## DIRECTIONS
Convert the lines starting at the one containing "--target riera tortadas box" and ending at the last line of the entries into a numbered list, leaving out any blank lines.

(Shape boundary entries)
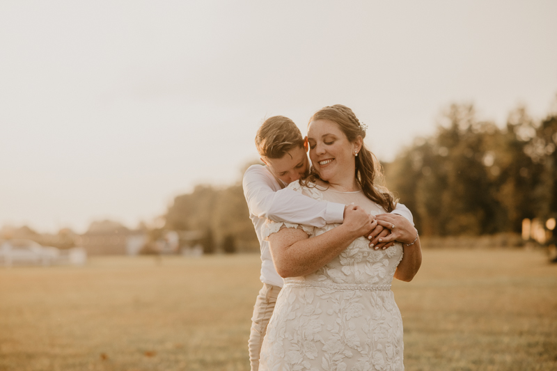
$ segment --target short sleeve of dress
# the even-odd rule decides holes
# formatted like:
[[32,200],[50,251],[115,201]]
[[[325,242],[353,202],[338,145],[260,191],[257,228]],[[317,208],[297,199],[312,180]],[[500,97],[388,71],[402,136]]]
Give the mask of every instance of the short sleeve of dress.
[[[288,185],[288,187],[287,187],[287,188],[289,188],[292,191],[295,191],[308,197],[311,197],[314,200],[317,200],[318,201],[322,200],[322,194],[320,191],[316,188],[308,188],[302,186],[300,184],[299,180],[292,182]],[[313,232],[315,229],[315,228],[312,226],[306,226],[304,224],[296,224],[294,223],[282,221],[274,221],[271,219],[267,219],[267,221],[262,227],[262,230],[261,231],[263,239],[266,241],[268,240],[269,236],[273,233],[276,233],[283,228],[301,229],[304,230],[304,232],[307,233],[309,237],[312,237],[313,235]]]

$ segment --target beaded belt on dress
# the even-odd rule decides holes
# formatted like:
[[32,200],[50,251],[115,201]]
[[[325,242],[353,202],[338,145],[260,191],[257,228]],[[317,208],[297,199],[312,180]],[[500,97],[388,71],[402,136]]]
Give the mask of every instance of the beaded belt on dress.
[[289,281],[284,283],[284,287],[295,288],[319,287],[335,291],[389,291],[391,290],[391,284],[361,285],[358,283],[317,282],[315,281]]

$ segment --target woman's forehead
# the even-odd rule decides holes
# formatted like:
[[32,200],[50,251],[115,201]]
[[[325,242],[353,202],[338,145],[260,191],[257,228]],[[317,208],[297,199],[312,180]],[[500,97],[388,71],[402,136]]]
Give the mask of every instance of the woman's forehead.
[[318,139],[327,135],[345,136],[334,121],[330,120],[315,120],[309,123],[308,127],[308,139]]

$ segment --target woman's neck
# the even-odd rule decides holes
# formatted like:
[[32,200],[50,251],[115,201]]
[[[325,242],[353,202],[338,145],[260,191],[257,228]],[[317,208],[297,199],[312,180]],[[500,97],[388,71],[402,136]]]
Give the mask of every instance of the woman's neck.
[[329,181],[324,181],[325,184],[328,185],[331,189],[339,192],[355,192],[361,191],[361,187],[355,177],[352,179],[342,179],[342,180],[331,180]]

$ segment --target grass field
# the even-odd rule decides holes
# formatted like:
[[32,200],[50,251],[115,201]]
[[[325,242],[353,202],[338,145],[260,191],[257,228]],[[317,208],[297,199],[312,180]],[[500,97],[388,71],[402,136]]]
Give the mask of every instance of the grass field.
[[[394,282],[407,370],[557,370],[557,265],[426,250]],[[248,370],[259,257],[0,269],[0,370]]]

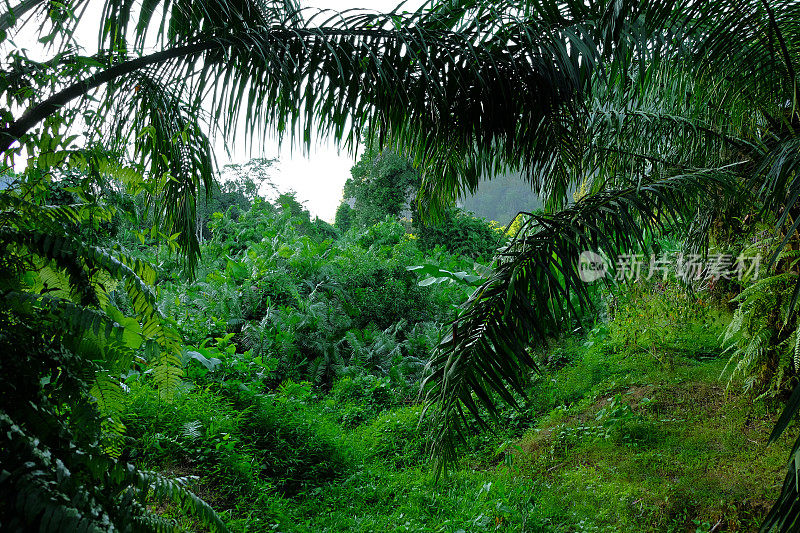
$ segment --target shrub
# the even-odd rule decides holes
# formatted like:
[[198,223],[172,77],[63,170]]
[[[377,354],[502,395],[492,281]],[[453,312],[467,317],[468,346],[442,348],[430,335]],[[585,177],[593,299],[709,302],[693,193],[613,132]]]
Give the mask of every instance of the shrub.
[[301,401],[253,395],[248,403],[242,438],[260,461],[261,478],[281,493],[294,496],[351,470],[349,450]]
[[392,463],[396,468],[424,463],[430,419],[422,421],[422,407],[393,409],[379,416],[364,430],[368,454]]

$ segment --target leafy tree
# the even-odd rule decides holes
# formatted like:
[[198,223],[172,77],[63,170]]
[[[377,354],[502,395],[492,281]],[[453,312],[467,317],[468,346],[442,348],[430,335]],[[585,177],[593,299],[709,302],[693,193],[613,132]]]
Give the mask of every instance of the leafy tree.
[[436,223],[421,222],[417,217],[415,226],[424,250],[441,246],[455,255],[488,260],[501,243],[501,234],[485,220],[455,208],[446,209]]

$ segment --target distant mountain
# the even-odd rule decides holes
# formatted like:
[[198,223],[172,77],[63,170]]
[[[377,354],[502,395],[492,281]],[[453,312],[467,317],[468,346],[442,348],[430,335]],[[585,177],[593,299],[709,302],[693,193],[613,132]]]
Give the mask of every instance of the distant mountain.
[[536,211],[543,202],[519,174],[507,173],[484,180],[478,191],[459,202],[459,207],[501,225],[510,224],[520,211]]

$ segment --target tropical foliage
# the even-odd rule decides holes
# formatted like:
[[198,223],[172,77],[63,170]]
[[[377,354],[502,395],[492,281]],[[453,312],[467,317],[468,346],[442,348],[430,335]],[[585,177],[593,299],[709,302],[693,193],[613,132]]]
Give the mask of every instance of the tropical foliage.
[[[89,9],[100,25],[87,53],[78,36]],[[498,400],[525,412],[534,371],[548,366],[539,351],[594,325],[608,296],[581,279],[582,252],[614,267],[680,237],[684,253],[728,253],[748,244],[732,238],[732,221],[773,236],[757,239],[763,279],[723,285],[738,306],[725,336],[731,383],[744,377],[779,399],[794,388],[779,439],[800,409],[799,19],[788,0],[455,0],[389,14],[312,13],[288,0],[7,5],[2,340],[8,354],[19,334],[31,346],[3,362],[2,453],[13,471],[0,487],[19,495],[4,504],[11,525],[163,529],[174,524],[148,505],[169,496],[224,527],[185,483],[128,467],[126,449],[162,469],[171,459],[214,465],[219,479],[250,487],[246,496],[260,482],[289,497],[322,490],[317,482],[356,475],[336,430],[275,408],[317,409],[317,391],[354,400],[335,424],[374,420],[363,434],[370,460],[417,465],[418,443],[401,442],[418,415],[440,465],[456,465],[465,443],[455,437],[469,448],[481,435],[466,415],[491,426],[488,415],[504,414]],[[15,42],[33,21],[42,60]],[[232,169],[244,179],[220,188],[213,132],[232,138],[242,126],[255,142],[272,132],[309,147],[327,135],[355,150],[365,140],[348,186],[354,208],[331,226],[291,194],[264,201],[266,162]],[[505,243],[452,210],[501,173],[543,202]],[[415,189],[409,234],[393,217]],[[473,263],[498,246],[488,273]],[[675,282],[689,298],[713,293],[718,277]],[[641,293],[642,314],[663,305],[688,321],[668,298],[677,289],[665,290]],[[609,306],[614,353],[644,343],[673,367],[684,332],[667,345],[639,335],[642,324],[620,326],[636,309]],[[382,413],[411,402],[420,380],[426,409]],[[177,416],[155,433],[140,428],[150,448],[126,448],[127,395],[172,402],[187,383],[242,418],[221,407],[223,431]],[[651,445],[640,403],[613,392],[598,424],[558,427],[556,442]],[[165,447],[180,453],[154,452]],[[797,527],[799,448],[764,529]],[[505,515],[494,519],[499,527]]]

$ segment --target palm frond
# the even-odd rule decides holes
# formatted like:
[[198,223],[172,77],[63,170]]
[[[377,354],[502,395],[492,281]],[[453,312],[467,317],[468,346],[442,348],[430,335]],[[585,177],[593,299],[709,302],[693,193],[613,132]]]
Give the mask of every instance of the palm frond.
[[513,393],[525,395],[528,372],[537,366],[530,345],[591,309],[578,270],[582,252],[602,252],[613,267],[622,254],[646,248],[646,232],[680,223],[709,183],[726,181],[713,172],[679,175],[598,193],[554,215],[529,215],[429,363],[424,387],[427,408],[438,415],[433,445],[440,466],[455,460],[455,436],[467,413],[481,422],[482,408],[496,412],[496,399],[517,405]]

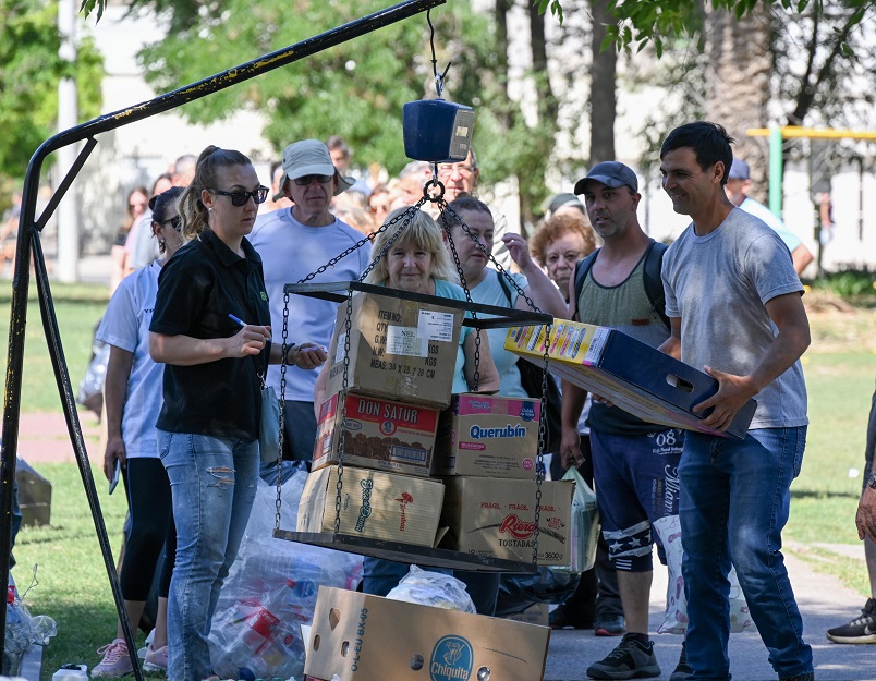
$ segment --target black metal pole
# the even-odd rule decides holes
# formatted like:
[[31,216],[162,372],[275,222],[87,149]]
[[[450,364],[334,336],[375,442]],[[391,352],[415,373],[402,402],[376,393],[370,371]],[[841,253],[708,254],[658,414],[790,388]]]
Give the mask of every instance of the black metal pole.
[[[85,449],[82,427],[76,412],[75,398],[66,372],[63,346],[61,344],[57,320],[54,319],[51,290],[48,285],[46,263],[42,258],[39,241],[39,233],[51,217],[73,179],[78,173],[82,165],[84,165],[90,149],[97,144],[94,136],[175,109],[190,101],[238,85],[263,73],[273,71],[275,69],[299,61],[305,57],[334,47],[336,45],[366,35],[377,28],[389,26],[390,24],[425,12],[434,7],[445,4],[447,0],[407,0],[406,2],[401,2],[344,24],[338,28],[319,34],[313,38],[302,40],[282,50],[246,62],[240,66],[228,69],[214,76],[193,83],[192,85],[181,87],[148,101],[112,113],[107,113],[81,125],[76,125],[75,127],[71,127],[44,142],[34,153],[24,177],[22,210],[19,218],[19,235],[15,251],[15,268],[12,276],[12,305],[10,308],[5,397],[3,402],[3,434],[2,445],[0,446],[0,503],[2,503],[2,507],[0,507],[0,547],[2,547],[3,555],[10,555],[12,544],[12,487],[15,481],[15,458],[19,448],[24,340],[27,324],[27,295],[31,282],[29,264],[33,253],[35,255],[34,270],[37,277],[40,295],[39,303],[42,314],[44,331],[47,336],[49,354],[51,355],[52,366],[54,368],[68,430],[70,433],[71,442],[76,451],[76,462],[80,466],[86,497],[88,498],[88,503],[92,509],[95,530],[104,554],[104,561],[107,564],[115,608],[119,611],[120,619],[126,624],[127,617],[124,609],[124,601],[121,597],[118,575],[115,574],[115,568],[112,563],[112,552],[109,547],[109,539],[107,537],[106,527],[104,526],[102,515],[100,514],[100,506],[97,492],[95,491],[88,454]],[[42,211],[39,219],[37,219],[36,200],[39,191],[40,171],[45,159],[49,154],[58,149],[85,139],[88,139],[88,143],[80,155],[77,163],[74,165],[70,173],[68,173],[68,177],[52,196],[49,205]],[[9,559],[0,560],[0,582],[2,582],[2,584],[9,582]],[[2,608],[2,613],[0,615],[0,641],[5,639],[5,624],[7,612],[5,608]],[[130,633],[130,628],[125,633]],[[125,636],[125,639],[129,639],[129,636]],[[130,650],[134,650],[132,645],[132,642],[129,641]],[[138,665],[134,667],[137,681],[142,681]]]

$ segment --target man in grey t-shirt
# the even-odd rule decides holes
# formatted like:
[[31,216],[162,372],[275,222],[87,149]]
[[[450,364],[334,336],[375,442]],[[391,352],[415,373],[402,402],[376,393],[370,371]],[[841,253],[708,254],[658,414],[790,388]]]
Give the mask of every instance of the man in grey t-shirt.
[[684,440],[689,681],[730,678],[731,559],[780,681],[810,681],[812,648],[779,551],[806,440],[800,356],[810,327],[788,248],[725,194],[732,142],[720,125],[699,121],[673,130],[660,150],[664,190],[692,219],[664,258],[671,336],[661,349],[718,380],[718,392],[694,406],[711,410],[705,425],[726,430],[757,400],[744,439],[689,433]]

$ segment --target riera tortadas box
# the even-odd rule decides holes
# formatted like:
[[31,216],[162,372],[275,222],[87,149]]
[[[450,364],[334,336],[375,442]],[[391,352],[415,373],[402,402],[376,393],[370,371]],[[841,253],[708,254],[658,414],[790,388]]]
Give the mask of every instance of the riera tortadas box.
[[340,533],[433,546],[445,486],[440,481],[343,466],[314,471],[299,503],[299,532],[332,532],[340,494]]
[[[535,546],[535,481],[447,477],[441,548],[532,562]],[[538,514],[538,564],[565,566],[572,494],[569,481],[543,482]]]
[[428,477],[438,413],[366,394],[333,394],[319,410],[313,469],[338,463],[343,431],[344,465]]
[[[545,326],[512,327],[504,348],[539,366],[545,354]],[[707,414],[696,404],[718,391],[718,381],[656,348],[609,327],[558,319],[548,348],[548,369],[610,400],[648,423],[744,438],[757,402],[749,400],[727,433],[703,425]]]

## RESPONSE TO THIS EXERCISE
1. $ segment --target riera tortadas box
2. # the even-odd rule decides holes
3. # formatted like:
4. [[31,216],[162,372],[275,222],[87,149]]
5. [[[450,364],[334,336],[375,442]],[[391,352],[415,373],[402,402],[376,393],[370,371]],[[841,253],[708,254],[658,414],[790,388]]]
6. Give the mask of every instance of the riera tortadas box.
7. [[340,533],[433,546],[445,486],[440,481],[343,466],[314,471],[299,503],[299,532],[332,532],[340,494]]
8. [[[535,546],[535,481],[447,477],[441,548],[532,562]],[[538,514],[538,564],[565,566],[572,494],[569,481],[543,482]]]
9. [[428,477],[438,413],[366,394],[333,394],[319,410],[313,469],[338,463],[343,431],[344,465]]
10. [[[545,326],[512,327],[504,348],[539,366],[545,354]],[[707,414],[696,404],[718,391],[718,381],[656,348],[609,327],[558,319],[548,348],[548,369],[610,400],[648,423],[744,438],[757,402],[749,400],[727,433],[703,425]]]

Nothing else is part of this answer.